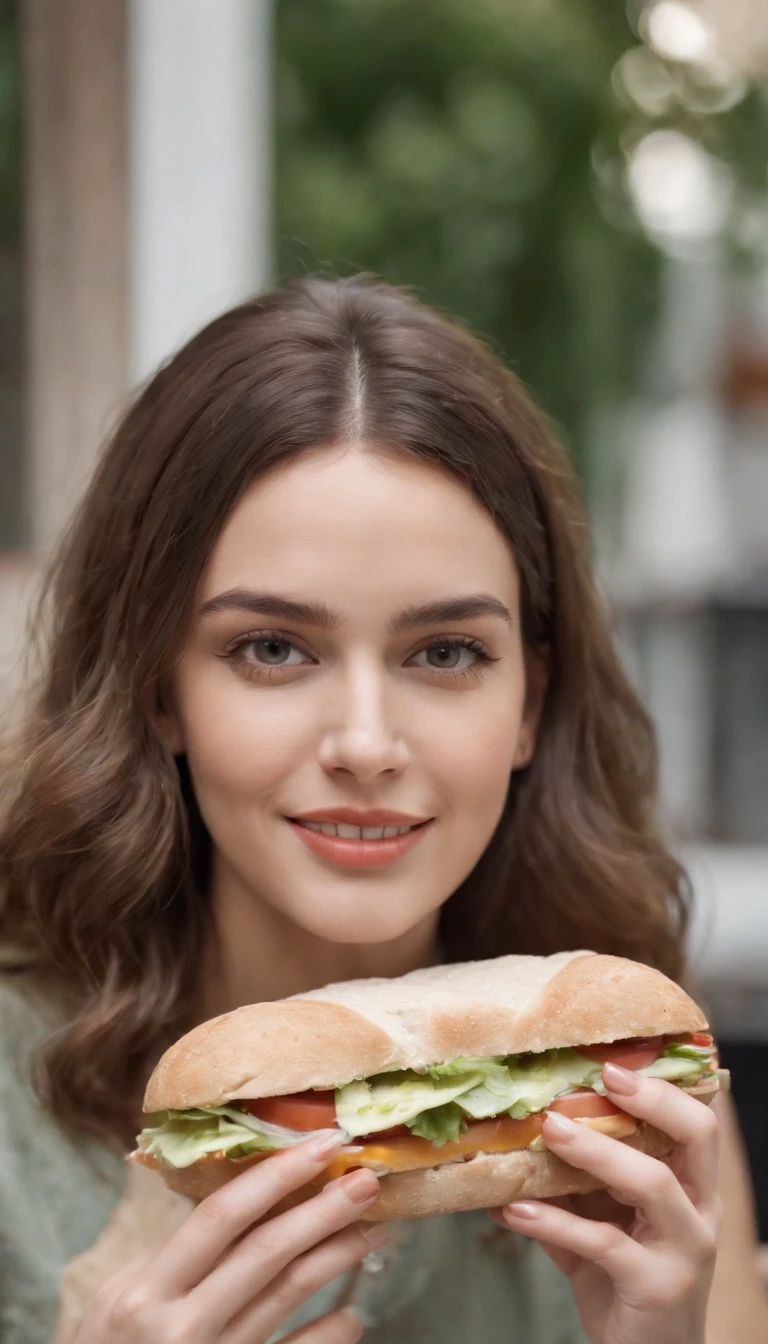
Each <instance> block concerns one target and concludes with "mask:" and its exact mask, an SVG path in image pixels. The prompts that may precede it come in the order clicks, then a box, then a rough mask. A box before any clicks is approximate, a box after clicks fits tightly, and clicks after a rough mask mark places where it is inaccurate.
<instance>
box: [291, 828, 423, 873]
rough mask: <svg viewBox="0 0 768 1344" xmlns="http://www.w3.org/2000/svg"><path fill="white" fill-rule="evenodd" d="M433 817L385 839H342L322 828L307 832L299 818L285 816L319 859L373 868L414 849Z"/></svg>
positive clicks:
-=-=-
ABOUT THIS EXERCISE:
Update the data by swapping every instance of "rough mask" for "coarse mask" and leaving everything else as it is. Omit the pictures from your reply.

ANSWER SPACE:
Each <instance> block concerns one target and concludes with "mask:" and its exact mask, an SVG path in image pixels. The prompts that may precede it come in the order clicks, then a box, then a coarse mask. A box before any clicks is approximate, a box after clicks fits tightly, and clicks after a coarse mask mark places where it is inaccurate.
<instance>
box: [291, 828, 423, 873]
coarse mask: <svg viewBox="0 0 768 1344" xmlns="http://www.w3.org/2000/svg"><path fill="white" fill-rule="evenodd" d="M433 817L385 839H342L322 828L307 832L299 818L285 816L319 859L373 868L414 849Z"/></svg>
positive clicks:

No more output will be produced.